Text:
┄┄┄┄┄┄
# new here might be wrong area



## mackbolan777 (Oct 29, 2010)

I have a dell xps 410 I got on trade in & decided to mess with it. I put a q6600 in,updated the bios,put 8gb ddr2 800 in,2x seagate 500gb's satas in raid0,2x 320gb's satas in raid0, 1 x 250gb general storage,lg dvd/rw, 750w antec psu,xfx hd5750 vid [email protected]% oc. Used ocz freeze on cpu & now gpu heatsinks,temps look normal,all looks good after exited a game like bf2 or nfs shift when frames drop to 20 or less fps! Drivers are newest,tried old ones too,both the 500gb's are new & have the os & games on them.Zero defrag,345mb/sec, no high temps,cores never go above 55c on full load,vid card never sees 50c! Tried de-ocing the card,made it worse,the only thing in bios I didn't turn on was "speed step" & "hyper threading(due to my cpu doesn't do it)). All 8gb ram are in dual channel mode,dunno,lost here... No overheat,no data loss,no other issues than the lower frame rates,happens in video too. Gotta be the card..xfx wants to hear nothing of the sort but it must be that! You guys got a thought on this?


----------



## Niram (Jun 20, 2009)

You have a really bad power supply, ocing probably instantly nuked your system


----------



## Tyree (May 10, 2009)

Not all 750W Antec PSU's are "really bad" but Antec quality is not what is used to be since they continually change suppliers.
Remove two of the RAM sticks and see how it goes.
Personally, I do not like anything XFX mainly to due the very poor support as you are experiencing. 
Try a different GPU or a good quality 650W minimum PSU.


----------
┄┄┄┄┄┄
Entries from an annotation dataset:

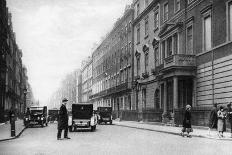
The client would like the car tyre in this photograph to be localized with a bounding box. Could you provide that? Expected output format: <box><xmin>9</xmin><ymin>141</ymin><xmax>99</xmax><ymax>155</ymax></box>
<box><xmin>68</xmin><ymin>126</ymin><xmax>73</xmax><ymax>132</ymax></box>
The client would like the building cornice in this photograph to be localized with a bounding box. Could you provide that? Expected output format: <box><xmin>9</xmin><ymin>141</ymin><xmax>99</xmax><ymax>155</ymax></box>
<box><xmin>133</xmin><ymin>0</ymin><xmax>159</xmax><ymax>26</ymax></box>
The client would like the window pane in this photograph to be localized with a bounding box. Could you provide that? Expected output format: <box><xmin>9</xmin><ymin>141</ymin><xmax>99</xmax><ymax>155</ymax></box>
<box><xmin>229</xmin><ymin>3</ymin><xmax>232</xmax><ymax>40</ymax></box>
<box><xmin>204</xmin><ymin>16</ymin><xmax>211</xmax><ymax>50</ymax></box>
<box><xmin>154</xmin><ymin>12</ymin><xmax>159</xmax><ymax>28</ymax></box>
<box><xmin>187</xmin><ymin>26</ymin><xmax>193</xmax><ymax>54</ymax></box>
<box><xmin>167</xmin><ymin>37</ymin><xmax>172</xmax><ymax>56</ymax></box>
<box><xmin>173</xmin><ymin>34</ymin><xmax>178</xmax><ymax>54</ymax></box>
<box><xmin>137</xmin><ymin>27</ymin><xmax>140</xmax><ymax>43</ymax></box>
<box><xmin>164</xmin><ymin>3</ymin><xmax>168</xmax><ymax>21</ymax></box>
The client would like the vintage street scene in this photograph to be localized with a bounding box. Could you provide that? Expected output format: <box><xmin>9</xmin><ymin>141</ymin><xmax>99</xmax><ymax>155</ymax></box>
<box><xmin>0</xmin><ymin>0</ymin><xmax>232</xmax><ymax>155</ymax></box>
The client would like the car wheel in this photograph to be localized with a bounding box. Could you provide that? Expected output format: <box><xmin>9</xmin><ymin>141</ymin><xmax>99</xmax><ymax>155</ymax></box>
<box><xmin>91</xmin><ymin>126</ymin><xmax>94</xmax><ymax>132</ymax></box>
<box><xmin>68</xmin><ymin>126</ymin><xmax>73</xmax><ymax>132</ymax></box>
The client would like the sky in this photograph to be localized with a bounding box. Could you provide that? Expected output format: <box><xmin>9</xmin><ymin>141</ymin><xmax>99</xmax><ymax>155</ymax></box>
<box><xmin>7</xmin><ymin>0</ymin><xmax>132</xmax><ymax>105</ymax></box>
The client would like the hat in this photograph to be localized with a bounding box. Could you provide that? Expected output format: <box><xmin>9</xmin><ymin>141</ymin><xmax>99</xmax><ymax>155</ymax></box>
┄┄┄┄┄┄
Tasks for this exercise:
**1)** From the forum thread, extract the passage starting at "Not all 750W" up to and including "how it goes.".
**2)** Name every username that posts in the forum thread.

Task results:
**1)**
Not all 750W Antec PSU's are "really bad" but Antec quality is not what is used to be since they continually change suppliers.
Remove two of the RAM sticks and see how it goes.

**2)**
mackbolan777
Niram
Tyree